EXERCISE PROMPT —
From the items below, pull out every line containing the word "balloon", matching its case exactly.

------ THE RECORDS

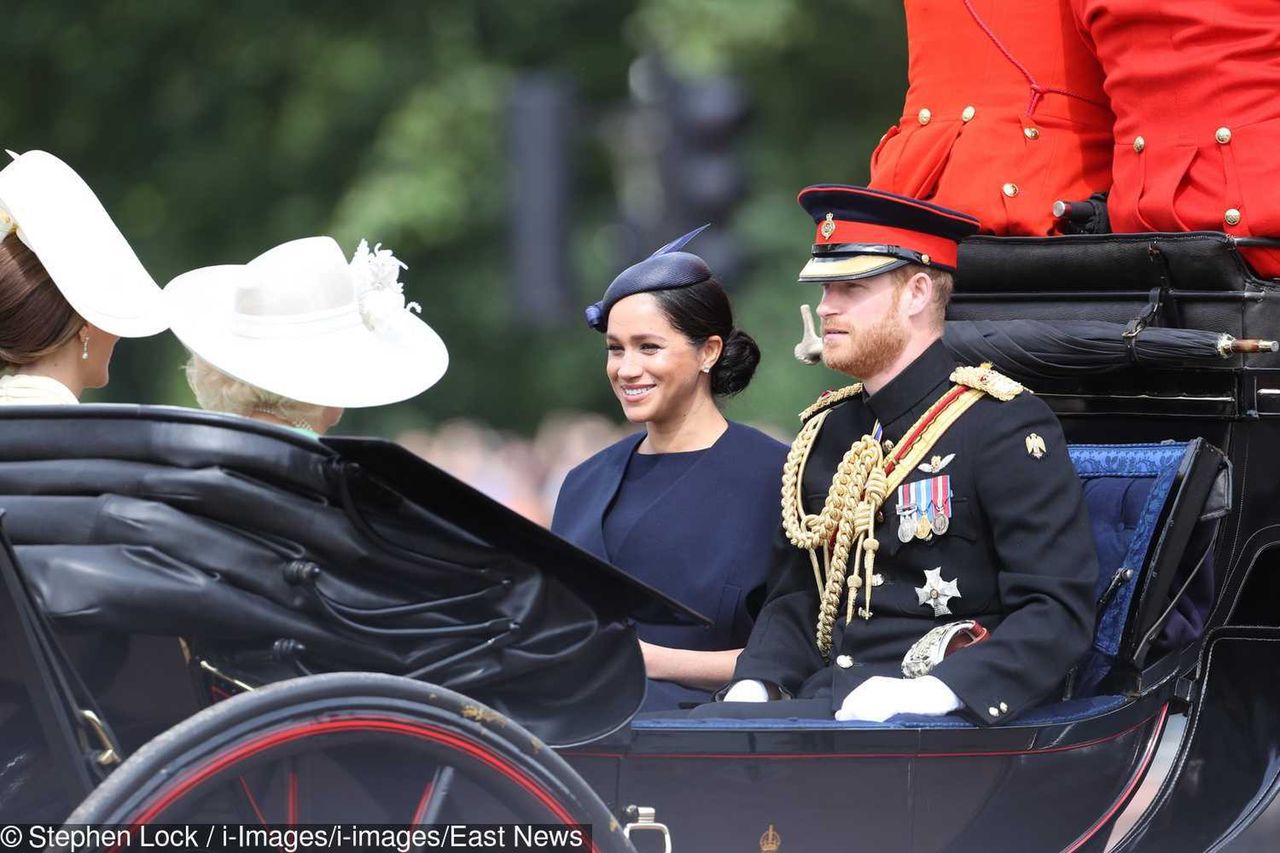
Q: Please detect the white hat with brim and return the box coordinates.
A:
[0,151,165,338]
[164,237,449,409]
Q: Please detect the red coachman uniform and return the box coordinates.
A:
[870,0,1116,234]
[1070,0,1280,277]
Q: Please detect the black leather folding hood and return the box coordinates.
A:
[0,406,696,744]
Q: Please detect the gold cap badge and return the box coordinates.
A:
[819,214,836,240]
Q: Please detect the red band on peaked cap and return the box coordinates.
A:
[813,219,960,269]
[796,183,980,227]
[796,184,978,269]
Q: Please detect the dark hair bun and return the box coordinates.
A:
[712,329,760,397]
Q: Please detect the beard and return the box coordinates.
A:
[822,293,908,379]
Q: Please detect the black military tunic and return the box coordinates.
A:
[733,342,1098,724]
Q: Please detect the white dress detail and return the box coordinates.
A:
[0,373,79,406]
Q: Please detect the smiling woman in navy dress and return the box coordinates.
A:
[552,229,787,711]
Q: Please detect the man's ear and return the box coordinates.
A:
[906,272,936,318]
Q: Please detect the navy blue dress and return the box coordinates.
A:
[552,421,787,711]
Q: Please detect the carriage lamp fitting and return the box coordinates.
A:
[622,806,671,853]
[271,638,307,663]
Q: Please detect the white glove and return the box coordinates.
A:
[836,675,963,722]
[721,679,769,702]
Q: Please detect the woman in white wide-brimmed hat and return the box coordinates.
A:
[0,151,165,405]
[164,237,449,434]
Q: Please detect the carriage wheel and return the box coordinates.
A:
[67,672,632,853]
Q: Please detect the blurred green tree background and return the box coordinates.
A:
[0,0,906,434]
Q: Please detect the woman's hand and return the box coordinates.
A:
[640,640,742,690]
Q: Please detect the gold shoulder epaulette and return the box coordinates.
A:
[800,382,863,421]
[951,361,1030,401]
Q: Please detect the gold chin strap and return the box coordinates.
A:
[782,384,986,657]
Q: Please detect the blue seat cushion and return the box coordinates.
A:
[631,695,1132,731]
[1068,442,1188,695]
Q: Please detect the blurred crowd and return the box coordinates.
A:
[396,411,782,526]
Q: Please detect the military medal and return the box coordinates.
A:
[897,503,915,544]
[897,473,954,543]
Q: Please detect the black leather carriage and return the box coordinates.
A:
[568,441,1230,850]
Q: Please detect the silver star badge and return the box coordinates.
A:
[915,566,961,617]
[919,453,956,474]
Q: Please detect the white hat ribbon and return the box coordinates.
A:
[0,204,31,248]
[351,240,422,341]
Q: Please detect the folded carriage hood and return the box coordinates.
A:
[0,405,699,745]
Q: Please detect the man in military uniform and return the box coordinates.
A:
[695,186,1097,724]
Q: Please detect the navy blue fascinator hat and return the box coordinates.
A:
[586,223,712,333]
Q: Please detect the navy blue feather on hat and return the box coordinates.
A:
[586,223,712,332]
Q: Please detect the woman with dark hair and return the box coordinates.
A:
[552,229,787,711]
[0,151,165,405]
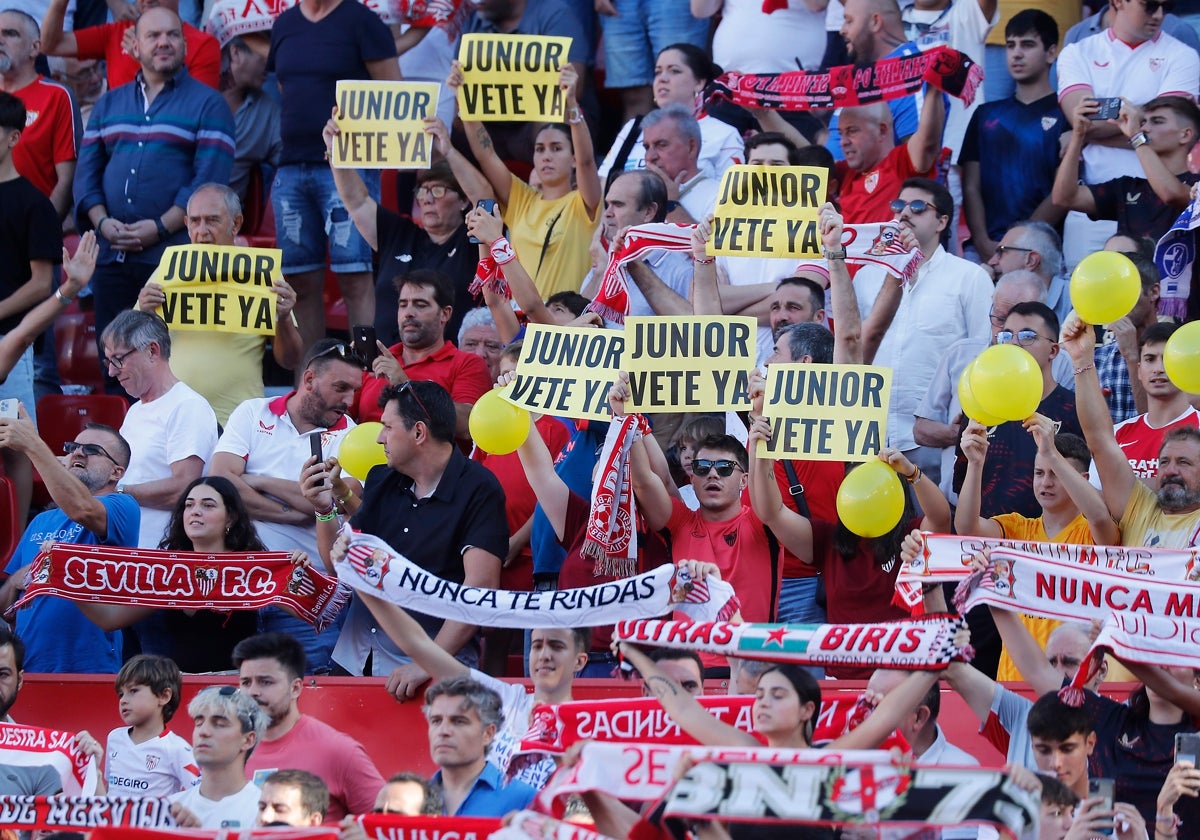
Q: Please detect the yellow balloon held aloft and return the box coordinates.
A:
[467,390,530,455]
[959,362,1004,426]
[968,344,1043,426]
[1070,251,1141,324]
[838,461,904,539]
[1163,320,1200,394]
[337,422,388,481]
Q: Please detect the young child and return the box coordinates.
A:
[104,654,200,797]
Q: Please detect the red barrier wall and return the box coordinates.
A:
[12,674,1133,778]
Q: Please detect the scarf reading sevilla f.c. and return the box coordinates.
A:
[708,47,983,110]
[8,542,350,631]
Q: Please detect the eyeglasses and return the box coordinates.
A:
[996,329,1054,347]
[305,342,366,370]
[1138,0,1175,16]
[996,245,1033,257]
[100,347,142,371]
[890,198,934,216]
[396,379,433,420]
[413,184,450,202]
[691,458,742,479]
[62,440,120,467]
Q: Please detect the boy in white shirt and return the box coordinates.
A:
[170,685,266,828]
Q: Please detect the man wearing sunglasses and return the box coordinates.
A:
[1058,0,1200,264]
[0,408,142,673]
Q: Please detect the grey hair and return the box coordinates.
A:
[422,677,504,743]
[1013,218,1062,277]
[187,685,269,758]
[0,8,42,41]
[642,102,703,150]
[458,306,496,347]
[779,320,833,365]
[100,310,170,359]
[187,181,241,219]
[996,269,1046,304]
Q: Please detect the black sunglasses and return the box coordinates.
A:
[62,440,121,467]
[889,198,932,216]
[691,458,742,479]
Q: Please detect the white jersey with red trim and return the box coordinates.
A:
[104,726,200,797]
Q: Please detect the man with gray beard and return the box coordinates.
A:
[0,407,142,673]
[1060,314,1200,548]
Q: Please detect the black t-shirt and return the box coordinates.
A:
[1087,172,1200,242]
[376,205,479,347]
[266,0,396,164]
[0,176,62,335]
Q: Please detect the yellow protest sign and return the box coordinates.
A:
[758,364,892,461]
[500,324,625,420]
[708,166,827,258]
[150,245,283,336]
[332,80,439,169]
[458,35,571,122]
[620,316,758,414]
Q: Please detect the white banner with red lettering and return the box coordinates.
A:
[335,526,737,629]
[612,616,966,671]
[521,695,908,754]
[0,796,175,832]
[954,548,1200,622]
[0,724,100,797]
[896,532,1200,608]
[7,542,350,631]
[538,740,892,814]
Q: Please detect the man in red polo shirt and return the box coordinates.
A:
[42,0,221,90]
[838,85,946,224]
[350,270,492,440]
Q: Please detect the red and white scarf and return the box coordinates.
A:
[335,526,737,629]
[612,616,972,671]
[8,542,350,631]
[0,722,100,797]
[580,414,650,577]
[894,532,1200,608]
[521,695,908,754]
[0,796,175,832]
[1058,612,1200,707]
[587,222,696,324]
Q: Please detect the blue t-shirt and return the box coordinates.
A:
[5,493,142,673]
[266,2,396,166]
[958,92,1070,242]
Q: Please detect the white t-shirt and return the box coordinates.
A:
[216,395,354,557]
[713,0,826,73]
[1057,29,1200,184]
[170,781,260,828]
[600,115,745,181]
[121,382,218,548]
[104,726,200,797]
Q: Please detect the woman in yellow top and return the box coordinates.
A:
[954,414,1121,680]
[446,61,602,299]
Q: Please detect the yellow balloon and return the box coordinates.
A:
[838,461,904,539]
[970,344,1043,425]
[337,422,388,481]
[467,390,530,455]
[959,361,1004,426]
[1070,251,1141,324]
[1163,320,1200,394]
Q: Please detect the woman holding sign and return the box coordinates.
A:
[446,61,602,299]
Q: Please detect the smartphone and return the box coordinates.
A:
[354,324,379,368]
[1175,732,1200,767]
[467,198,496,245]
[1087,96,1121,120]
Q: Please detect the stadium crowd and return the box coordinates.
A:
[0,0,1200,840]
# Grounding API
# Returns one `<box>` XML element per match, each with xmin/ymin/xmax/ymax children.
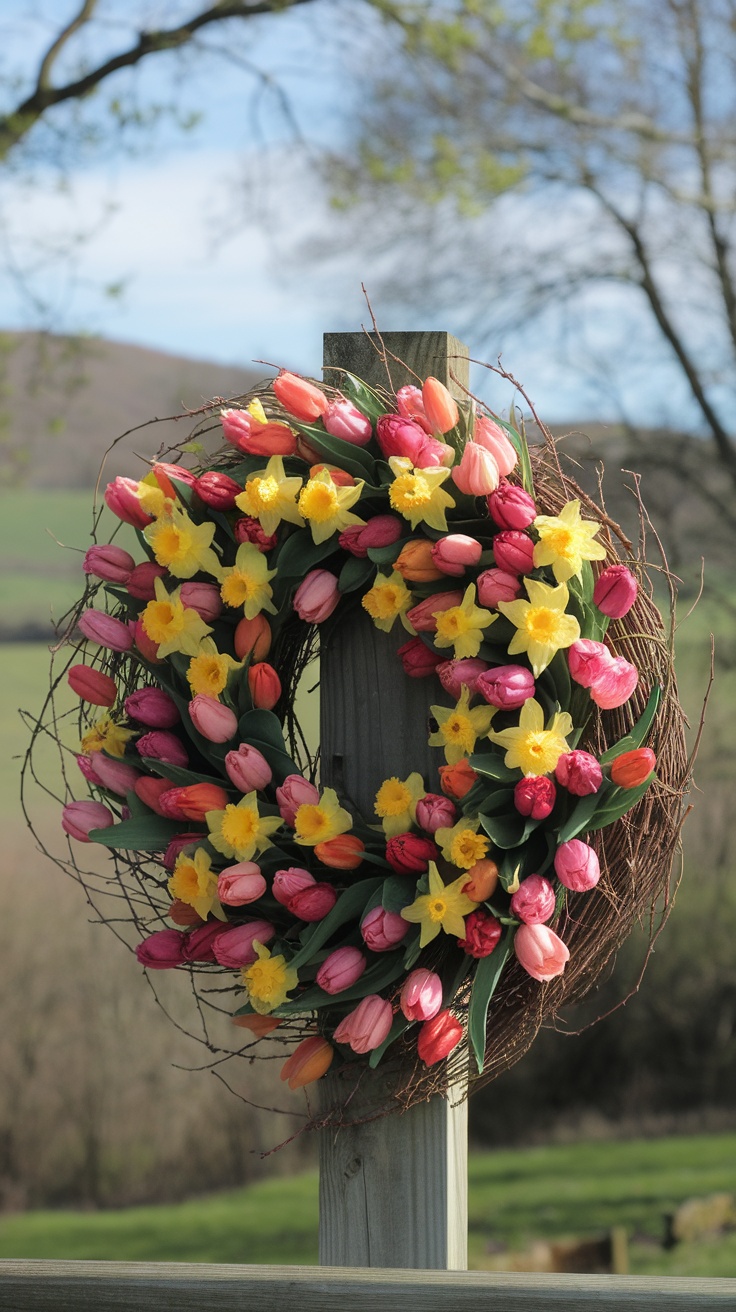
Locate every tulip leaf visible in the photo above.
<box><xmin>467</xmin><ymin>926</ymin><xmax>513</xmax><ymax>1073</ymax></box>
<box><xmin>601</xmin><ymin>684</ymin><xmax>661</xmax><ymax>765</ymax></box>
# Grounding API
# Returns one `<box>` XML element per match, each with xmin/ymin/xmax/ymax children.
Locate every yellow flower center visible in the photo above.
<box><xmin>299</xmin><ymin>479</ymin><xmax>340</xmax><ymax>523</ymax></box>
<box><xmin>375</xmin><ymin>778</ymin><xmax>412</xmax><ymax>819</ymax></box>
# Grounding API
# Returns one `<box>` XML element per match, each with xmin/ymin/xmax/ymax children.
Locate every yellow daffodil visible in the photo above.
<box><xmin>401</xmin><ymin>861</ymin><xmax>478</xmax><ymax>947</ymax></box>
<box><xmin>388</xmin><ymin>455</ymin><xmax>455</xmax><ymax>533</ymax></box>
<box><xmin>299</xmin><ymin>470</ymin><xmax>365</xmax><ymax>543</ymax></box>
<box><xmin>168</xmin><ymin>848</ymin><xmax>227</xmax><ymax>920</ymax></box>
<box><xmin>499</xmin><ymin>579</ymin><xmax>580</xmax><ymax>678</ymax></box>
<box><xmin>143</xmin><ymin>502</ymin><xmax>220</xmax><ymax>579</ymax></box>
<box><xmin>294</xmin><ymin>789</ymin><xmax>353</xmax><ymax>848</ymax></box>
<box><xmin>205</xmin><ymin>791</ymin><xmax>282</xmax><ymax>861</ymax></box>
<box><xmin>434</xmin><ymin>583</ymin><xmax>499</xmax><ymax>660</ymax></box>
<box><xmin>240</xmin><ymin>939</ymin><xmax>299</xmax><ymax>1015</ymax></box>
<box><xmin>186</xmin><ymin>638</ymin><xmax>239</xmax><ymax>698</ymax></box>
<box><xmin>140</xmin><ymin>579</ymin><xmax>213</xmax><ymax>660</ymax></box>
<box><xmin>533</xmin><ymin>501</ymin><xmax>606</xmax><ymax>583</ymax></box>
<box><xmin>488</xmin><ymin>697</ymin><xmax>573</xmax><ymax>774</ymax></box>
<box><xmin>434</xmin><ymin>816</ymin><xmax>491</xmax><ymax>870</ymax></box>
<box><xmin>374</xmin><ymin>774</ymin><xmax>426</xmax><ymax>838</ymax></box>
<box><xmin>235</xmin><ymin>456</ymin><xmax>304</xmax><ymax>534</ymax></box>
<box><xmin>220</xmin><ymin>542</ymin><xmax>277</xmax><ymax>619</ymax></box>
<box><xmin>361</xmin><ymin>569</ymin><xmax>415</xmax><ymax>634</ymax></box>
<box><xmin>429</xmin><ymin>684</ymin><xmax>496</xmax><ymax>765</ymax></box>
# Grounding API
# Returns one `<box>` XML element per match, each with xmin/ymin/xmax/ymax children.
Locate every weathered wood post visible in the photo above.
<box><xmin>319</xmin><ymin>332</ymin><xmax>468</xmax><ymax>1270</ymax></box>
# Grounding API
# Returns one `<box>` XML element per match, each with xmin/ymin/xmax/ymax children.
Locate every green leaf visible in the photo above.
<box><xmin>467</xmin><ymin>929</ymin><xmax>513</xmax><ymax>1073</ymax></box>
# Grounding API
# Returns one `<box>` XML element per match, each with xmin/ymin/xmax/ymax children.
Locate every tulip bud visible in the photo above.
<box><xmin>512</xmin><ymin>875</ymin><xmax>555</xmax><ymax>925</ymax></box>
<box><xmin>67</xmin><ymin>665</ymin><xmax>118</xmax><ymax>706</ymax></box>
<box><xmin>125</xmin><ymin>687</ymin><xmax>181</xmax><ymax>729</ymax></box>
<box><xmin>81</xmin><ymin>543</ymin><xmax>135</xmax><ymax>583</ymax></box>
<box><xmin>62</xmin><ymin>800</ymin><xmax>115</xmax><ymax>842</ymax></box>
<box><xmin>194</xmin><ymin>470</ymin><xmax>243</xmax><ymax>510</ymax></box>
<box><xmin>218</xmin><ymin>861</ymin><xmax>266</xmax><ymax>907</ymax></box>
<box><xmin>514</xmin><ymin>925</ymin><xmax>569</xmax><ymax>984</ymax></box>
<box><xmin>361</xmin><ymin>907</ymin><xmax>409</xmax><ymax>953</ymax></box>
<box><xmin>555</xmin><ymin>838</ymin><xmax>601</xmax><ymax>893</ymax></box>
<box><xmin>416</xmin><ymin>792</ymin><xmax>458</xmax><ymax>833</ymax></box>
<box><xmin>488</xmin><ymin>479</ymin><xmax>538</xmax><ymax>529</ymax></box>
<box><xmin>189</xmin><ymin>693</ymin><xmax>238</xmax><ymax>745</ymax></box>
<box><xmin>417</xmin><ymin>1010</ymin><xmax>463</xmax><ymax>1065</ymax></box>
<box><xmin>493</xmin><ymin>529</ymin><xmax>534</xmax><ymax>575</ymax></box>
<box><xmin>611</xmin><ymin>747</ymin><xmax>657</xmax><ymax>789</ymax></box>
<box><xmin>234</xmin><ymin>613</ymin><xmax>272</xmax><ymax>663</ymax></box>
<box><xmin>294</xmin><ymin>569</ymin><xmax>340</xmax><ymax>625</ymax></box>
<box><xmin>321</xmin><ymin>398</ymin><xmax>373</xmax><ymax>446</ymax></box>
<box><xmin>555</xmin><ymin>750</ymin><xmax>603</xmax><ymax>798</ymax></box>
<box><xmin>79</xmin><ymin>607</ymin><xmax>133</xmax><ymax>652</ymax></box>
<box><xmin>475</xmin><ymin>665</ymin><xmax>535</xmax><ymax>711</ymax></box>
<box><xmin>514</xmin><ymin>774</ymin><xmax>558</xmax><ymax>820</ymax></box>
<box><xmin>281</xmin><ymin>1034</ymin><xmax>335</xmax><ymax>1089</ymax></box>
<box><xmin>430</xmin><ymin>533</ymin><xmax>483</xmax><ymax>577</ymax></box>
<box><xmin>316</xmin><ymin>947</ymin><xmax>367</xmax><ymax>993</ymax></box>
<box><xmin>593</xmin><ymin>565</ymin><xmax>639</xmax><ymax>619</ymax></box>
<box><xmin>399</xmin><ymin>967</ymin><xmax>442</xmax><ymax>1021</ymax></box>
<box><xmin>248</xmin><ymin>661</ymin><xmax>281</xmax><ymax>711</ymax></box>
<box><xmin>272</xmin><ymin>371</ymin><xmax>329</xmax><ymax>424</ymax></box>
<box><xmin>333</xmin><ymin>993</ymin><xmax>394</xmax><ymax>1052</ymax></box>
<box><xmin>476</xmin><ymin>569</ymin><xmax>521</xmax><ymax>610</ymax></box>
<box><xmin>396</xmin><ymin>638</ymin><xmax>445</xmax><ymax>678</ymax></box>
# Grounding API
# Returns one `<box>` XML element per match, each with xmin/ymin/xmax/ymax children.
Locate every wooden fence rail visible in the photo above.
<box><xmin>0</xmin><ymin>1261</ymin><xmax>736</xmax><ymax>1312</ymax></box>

------------

ANSWER FOR THE TASK —
Q: Please detect the yellow balloon held aloft and return the box coordinates.
Q: Please detect the yellow balloon and return the box coordinates.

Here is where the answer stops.